=== Work task ===
All lines from the one including "positive clicks: (177, 68)" to the bottom of the entries below should be repeated exactly, both ends kept.

=== Source information ===
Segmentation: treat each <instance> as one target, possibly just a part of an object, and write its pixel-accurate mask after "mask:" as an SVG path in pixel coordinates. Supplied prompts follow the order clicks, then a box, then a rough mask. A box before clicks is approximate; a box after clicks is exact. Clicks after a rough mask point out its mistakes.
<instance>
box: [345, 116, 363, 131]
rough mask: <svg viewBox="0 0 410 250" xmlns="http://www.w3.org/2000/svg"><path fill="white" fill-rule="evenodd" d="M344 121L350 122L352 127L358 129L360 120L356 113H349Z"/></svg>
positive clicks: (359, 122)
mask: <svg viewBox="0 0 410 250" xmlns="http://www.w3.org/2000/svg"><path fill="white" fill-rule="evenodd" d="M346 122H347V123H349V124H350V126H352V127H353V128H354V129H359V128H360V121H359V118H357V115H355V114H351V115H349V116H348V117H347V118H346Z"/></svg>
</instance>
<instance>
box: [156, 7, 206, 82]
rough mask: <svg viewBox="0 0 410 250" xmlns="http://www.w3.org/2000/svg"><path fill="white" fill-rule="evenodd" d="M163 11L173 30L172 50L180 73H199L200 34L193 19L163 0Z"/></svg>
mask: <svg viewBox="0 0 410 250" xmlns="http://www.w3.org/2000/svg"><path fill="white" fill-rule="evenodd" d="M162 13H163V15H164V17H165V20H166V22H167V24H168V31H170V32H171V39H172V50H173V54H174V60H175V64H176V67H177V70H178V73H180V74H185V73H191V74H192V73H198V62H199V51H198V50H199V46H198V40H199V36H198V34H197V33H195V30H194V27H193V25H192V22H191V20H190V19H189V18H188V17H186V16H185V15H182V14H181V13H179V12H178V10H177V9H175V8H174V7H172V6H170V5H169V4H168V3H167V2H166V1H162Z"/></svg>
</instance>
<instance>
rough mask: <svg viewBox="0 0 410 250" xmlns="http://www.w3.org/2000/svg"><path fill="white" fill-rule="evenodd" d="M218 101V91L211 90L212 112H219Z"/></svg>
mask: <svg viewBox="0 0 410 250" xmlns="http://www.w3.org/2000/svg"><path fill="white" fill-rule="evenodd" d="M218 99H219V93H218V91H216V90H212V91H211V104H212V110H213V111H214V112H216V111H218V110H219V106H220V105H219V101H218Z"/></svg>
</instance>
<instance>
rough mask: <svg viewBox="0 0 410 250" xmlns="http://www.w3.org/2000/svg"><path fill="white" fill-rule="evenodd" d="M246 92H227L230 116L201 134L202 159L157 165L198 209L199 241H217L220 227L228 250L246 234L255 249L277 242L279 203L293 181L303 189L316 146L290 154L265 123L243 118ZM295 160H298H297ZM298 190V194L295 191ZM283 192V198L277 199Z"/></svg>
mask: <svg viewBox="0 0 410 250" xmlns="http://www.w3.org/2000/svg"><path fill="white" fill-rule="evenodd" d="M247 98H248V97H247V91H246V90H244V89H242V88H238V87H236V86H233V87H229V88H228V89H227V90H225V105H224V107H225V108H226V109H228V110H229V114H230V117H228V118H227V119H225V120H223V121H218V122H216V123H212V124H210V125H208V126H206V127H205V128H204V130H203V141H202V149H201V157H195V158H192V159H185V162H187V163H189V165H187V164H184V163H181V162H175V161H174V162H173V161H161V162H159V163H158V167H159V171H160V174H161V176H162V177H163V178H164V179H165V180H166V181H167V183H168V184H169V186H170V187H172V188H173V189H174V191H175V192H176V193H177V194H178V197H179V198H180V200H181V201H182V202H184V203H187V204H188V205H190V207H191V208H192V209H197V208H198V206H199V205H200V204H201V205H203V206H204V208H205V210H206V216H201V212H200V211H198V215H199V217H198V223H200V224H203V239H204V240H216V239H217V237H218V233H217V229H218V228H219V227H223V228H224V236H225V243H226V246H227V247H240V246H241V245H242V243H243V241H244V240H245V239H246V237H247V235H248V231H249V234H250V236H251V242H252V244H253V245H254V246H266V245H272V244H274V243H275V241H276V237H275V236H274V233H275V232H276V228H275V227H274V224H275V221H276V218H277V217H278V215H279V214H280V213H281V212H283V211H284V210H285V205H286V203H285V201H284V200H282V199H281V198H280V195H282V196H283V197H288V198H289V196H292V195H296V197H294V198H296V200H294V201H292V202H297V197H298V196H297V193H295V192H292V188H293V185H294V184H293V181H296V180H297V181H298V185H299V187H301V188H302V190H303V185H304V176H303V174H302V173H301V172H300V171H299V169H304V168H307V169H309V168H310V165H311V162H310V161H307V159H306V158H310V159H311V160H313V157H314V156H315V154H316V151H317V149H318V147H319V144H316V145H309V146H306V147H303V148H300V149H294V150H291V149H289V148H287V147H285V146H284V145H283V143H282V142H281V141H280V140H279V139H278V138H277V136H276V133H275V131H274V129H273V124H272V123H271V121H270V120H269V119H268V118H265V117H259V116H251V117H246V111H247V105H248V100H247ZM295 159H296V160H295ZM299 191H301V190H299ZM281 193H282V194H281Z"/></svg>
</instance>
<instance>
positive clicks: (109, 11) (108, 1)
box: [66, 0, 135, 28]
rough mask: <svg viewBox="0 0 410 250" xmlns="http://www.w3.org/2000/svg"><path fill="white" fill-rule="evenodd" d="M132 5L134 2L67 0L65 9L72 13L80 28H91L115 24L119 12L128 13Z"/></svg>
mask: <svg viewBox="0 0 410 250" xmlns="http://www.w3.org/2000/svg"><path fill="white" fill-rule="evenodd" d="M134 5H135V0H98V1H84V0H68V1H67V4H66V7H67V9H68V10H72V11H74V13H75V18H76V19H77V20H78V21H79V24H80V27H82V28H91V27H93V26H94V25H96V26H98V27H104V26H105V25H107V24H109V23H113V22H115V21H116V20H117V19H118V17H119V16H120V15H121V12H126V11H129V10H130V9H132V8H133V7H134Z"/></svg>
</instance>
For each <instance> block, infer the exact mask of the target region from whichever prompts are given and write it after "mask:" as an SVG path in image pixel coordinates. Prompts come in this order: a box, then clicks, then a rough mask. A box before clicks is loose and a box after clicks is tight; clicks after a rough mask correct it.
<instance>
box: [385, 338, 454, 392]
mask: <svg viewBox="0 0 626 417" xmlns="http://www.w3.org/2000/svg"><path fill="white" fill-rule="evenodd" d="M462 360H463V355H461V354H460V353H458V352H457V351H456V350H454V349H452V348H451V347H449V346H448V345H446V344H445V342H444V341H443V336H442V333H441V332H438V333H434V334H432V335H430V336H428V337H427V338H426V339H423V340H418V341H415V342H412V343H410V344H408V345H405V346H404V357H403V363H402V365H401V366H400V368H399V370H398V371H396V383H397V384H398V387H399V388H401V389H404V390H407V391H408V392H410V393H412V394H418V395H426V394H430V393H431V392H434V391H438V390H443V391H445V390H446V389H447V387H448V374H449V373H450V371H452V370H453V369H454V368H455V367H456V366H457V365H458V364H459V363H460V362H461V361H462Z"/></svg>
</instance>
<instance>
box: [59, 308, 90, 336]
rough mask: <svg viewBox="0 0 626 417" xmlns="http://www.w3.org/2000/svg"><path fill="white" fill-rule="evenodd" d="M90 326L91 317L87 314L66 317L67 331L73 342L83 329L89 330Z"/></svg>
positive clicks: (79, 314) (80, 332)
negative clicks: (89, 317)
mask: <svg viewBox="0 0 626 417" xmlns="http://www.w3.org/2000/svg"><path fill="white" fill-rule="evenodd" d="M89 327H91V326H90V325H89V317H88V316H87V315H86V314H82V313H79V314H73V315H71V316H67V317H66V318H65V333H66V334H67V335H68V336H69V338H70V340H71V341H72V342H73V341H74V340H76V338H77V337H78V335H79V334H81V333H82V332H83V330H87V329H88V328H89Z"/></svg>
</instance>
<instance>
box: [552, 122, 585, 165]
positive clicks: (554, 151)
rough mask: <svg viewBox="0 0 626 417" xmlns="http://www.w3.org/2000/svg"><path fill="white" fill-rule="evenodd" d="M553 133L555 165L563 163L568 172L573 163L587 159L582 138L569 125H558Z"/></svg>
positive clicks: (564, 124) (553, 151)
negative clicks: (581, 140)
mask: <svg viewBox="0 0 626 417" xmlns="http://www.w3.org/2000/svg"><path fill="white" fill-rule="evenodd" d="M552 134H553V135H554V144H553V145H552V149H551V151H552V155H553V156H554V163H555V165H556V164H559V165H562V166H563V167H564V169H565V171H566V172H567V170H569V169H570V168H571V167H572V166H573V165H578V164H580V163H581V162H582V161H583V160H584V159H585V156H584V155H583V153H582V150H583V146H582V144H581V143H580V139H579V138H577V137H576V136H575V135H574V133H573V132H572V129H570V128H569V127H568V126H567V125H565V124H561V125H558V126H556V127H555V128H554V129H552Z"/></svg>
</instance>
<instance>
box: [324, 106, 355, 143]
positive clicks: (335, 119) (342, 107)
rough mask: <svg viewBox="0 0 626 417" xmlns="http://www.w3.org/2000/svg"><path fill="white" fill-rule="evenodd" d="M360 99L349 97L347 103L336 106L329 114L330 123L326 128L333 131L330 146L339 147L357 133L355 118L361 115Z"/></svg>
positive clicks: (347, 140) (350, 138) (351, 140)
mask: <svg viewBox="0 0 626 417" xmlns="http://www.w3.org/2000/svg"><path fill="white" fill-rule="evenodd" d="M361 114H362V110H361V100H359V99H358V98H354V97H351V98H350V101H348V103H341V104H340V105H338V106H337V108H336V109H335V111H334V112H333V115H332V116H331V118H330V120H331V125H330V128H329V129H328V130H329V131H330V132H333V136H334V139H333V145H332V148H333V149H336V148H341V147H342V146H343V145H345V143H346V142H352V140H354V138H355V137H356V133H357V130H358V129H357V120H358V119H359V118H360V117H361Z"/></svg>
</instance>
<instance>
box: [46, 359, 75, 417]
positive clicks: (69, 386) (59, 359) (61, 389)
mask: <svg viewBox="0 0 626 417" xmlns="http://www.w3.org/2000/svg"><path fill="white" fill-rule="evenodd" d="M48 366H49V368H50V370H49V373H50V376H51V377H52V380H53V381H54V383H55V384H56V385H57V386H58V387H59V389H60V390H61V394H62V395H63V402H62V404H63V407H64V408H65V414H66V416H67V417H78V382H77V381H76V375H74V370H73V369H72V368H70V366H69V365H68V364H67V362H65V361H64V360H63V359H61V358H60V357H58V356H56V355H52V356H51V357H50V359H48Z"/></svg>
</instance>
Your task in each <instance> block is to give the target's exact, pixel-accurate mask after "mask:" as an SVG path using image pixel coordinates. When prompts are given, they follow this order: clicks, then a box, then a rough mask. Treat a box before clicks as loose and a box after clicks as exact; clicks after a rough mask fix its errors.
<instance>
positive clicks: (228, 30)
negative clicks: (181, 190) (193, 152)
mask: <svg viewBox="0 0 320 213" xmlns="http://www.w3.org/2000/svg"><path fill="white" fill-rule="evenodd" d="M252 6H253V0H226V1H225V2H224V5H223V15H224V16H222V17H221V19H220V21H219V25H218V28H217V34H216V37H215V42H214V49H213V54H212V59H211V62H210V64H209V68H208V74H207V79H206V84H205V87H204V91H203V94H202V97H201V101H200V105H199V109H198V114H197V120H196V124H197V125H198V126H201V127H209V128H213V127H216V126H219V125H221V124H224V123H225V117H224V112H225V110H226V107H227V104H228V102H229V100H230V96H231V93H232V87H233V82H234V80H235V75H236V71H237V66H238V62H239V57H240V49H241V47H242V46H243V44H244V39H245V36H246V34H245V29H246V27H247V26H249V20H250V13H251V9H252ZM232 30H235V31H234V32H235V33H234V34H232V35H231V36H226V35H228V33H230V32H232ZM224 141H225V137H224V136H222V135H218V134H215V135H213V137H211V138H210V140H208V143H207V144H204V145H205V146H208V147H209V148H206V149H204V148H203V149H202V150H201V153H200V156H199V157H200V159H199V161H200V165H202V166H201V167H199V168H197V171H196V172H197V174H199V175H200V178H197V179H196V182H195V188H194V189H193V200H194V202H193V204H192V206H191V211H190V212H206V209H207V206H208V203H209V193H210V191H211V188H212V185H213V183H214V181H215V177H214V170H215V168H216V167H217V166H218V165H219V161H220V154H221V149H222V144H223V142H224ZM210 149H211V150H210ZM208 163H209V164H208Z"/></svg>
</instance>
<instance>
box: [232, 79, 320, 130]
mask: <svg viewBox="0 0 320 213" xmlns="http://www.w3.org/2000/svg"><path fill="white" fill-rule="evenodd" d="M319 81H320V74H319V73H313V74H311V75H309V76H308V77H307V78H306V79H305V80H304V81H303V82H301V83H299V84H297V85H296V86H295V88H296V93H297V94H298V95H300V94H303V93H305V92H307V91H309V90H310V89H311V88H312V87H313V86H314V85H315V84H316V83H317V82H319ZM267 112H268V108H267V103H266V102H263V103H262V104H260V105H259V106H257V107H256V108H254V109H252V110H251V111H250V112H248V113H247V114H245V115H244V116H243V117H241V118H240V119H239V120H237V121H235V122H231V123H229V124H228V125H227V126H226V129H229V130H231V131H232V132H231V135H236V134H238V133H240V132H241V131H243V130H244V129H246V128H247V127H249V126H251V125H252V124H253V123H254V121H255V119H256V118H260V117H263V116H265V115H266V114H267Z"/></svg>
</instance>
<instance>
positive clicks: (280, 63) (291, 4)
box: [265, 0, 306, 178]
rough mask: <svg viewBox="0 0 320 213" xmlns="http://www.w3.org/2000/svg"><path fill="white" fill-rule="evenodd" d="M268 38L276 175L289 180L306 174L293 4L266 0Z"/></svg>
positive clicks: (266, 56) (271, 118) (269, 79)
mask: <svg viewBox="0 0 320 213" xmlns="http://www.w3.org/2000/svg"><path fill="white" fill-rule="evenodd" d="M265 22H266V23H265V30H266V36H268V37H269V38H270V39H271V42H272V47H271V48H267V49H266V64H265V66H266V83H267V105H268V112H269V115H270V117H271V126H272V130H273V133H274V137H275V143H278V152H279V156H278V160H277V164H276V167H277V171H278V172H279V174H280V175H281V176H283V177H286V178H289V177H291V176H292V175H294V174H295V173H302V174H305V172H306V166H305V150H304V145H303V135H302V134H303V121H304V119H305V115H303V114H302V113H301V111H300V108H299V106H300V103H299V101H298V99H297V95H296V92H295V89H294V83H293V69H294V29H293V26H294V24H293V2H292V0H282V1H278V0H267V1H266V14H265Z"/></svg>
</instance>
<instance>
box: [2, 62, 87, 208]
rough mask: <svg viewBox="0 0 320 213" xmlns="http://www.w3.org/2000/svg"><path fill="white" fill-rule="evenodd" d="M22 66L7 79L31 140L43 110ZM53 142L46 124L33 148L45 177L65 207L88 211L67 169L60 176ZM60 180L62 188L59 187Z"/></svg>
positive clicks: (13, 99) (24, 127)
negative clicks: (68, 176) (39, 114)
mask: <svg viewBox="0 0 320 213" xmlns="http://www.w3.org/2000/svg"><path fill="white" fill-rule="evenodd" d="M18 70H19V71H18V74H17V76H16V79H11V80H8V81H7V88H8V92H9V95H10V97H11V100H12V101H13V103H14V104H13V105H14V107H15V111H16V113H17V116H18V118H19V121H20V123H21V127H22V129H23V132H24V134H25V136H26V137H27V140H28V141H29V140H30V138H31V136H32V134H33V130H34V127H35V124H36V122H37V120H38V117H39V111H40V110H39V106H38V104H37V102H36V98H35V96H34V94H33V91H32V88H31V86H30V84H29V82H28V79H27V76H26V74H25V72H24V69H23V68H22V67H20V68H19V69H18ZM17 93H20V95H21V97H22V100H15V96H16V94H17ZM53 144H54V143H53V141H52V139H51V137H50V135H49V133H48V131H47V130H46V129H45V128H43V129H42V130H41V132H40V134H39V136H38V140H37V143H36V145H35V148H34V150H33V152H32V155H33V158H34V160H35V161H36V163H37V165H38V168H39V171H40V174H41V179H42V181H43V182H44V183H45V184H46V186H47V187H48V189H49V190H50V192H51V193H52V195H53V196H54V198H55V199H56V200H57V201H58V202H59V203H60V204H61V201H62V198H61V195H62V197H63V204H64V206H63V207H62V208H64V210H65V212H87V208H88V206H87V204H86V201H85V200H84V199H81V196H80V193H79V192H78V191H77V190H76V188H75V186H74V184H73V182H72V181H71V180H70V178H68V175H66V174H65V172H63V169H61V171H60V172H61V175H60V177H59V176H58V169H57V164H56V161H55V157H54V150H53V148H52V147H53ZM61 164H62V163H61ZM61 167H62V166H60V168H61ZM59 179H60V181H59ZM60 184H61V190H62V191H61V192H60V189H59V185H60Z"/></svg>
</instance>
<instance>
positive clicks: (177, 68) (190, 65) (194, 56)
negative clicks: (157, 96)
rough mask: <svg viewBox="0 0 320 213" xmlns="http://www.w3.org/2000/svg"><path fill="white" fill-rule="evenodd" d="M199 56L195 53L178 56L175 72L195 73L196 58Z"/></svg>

=== Expected answer ===
positive clicks: (177, 68) (190, 65) (194, 56)
negative clicks: (157, 96)
rough mask: <svg viewBox="0 0 320 213" xmlns="http://www.w3.org/2000/svg"><path fill="white" fill-rule="evenodd" d="M199 56L195 53L178 56L175 72L195 73L196 58Z"/></svg>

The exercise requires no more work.